-- Extrait fourni --
|---|

IV. LA CLASSE SACERDOTALE : DRUIDES, POÈTES, BARDES ET DEVINS.

La religion celtique a ceci de particulier qu’elle ne possède pas seulement des prêtres comme les religions grecque, romaine et germanique, mais une classe sacerdotale hiérarchisée et organisée, profondément structurée, comparable en de nombreux points à celle des brahmanes de l’Inde.

Nous voulons parler des druides qui sont, à vrai dire, tout autre chose qu’un simple clergé. Nous emploierons cependant de temps à autre ce mot à dessein, pour que l’on comprenne clairement que l’essentiel de leurs fonctions était d’ordre religieux. Il n’est spécifié en effet nulle part dans les textes antiques que les druides étaient des prêtres. Mais ils s’occupent des sacrifices et, de ce seul fait, leur qualité sacerdotale est hors de doute. C’est une erreur de ne voir en eux que des « philosophes » et, dans le « druidisme » sans plus un corps de doctrines métaphysiques. Et c’est une perte de temps remarquable que de rechercher une iconographie druidique inexistante.

Tout cela a besoin d’être précisé jusque dans le moindre détail. Car, comme le brahmane de l’Inde, le druide est en fait beaucoup plus qu’un « prêtre » au sens moderne du mot parce que le monde médiéval et moderne a peu à peu restreint le domaine du sacré aux activités liturgiques, rituelles et théologiques. Mais dans une société qui ignore toute distinction du « sacré » et du « profane » par inexistence du « profane », le druide est, de loin, avant tout roi ou tout guerrier, si haut placé soit-il, le premier en importance et en dignité. Le symbolisme des couleurs rend assez bien compte de la prééminence sociale des druides :

 

– le blanc est la couleur sacerdotale universelle des Indo-Européens : dans toutes les langues celtiques *vindo-s, irlandais find, gallois gwyn, breton gwenn, signifie à la fois « blanc, beau, sacré ». Et il n’est aucun druide, pas plus ceux de Pline que les druides irlandais, qui ne soit vêtu de blanc. Le rouge est la couleur guerrière et aussi celle du savoir (le Dagda est dit Ruadh Rofliessa « le Rouge de la Science Parfaite »). Les autres couleurs fondamentales, bleu, vert et jaune sont celles de la classe productrice et elles apparaissent rarement, en tant que couleurs fonctionnelles, dans les récits celtiques. C’est une erreur du néo-druidisme que d’attribuer le bleu aux bardes et le vert aux vates. Premièrement bleu et vert sont une seule et même couleur et secondement cette couleur n’est pas sacerdotale car la seule couleur sacerdotale est le blanc. Dans toutes les langues celtiques encore parlées, irlandais, gallois et breton, glas signifie à la fois « bleu », « vert » et « gris ».

|---|

(Entrées d'identification de positions)
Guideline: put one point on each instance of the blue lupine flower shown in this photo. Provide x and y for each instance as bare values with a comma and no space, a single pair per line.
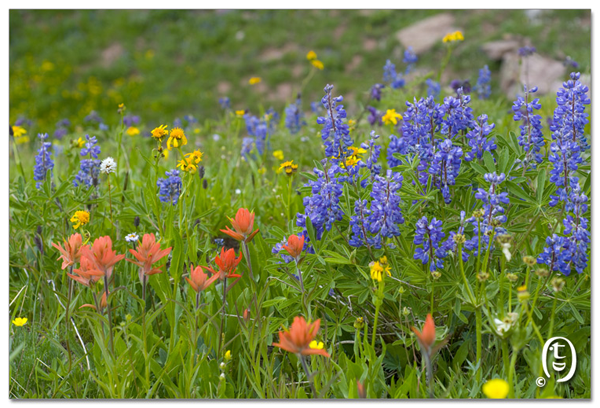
477,139
294,117
570,117
89,168
429,235
410,59
483,86
323,206
335,134
385,205
376,91
390,76
43,161
433,88
531,137
169,187
445,167
225,103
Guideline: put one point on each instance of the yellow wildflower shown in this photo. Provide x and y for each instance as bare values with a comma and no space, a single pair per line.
495,389
176,138
80,218
187,165
317,64
455,36
160,132
195,156
391,117
289,167
278,154
19,131
132,131
316,345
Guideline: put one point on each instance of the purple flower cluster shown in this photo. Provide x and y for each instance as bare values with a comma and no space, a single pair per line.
478,139
429,235
531,137
89,168
169,188
335,133
43,161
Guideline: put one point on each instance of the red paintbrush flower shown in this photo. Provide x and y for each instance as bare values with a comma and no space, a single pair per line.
102,255
295,245
242,224
87,274
71,253
200,280
227,263
426,338
147,255
299,339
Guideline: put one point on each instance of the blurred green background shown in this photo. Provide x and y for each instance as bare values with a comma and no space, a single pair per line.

|---|

Retapez l'extrait sur la classe sacerdotale celtique, de « Nous voulons parler » à « iconographie druidique inexistante. ».

Nous voulons parler des druides qui sont, à vrai dire, tout autre chose qu’un simple clergé. Nous emploierons cependant de temps à autre ce mot à dessein, pour que l’on comprenne clairement que l’essentiel de leurs fonctions était d’ordre religieux. Il n’est spécifié en effet nulle part dans les textes antiques que les druides étaient des prêtres. Mais ils s’occupent des sacrifices et, de ce seul fait, leur qualité sacerdotale est hors de doute. C’est une erreur de ne voir en eux que des « philosophes » et, dans le « druidisme » sans plus un corps de doctrines métaphysiques. Et c’est une perte de temps remarquable que de rechercher une iconographie druidique inexistante.